Requirements: Copy the entries verbatim, starting at the first line and ending at the line that contains "POLYGON ((55 260, 45", both included.
======== Records to process
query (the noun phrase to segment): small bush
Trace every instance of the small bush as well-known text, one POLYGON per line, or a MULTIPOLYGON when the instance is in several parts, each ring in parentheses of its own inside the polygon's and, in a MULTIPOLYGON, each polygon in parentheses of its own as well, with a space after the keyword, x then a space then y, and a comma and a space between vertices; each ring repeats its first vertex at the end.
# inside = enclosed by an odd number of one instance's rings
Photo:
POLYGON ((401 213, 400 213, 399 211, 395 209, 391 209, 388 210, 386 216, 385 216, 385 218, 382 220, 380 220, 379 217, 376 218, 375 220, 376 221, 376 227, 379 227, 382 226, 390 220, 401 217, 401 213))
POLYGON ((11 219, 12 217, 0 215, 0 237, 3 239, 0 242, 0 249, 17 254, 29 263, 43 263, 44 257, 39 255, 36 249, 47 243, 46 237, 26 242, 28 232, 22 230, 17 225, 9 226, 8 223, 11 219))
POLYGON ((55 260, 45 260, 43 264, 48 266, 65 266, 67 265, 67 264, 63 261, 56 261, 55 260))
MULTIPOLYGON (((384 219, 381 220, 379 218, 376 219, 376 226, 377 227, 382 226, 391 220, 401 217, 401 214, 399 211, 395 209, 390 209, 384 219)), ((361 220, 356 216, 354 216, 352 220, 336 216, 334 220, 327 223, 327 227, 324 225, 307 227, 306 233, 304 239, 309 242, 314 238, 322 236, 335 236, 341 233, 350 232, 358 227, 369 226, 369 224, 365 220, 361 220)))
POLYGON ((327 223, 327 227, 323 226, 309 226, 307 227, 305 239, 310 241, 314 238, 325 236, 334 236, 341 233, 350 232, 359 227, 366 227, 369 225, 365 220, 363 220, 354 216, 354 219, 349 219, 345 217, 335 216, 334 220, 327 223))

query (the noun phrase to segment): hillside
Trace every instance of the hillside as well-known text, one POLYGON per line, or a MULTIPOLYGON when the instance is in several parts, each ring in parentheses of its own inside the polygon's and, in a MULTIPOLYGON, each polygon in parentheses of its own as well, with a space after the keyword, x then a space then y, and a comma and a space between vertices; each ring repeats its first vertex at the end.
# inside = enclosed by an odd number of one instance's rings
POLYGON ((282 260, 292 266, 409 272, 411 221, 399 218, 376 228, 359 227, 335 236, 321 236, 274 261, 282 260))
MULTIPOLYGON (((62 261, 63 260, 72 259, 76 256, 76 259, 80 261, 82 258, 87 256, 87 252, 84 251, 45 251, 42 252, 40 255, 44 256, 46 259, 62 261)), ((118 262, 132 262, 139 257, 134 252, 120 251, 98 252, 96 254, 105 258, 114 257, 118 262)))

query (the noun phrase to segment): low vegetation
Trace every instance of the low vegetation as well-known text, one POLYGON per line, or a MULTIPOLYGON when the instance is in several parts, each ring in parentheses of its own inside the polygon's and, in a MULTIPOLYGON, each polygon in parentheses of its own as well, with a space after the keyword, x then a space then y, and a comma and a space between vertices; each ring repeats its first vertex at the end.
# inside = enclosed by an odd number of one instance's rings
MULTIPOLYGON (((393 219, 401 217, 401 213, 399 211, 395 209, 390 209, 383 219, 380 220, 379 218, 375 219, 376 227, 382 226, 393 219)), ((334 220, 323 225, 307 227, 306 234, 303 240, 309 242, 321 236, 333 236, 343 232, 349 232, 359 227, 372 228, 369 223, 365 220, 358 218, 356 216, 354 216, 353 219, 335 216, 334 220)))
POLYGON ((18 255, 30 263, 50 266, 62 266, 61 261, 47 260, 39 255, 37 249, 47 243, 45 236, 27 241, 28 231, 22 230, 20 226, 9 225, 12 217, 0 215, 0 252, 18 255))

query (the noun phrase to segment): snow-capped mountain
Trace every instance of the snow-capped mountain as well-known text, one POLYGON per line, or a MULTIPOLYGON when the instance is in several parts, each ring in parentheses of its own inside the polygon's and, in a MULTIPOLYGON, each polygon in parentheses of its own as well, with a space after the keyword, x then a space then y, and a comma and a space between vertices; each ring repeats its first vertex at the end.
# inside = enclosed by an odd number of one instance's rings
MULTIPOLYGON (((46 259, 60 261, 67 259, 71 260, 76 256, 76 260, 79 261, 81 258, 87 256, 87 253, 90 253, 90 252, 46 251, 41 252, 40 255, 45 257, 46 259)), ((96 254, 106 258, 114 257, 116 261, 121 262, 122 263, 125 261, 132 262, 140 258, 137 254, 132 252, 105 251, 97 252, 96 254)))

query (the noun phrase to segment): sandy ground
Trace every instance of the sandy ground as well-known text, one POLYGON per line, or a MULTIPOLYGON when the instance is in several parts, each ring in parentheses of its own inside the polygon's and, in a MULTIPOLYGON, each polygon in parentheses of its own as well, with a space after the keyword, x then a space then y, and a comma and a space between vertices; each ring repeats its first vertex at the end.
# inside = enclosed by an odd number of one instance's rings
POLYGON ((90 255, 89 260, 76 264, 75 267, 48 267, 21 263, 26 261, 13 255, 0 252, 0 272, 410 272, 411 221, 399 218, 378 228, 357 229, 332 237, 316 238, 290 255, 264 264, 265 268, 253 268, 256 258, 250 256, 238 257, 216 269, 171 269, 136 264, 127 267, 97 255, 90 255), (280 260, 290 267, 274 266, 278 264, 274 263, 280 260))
================
Written solution:
query (the noun phrase to segment): small bush
Trace every instance of the small bush as well-known text, one POLYGON per line, or a MULTIPOLYGON when the instance is in several parts, each ring in parentheses of its own inside the polygon's and, in a MULTIPOLYGON, each polygon in parentheses of its own as well, with a space after the keyword, x then a space then y, and a comma and a space between vertices; each ring repeats its first vertex at the end.
# inside = enclosed by an odd number of one instance's rings
Photo:
POLYGON ((401 213, 400 213, 399 211, 395 209, 391 209, 388 210, 386 216, 385 216, 385 218, 382 220, 380 220, 379 217, 376 218, 375 220, 376 221, 376 227, 379 227, 382 226, 390 220, 401 217, 401 213))
POLYGON ((11 219, 12 217, 0 215, 0 237, 3 239, 0 242, 0 249, 17 254, 29 263, 43 263, 44 257, 39 255, 36 249, 47 243, 46 237, 26 242, 28 232, 22 230, 17 225, 9 226, 8 223, 11 219))
POLYGON ((55 260, 45 260, 43 264, 48 266, 65 266, 67 265, 67 264, 63 261, 56 261, 55 260))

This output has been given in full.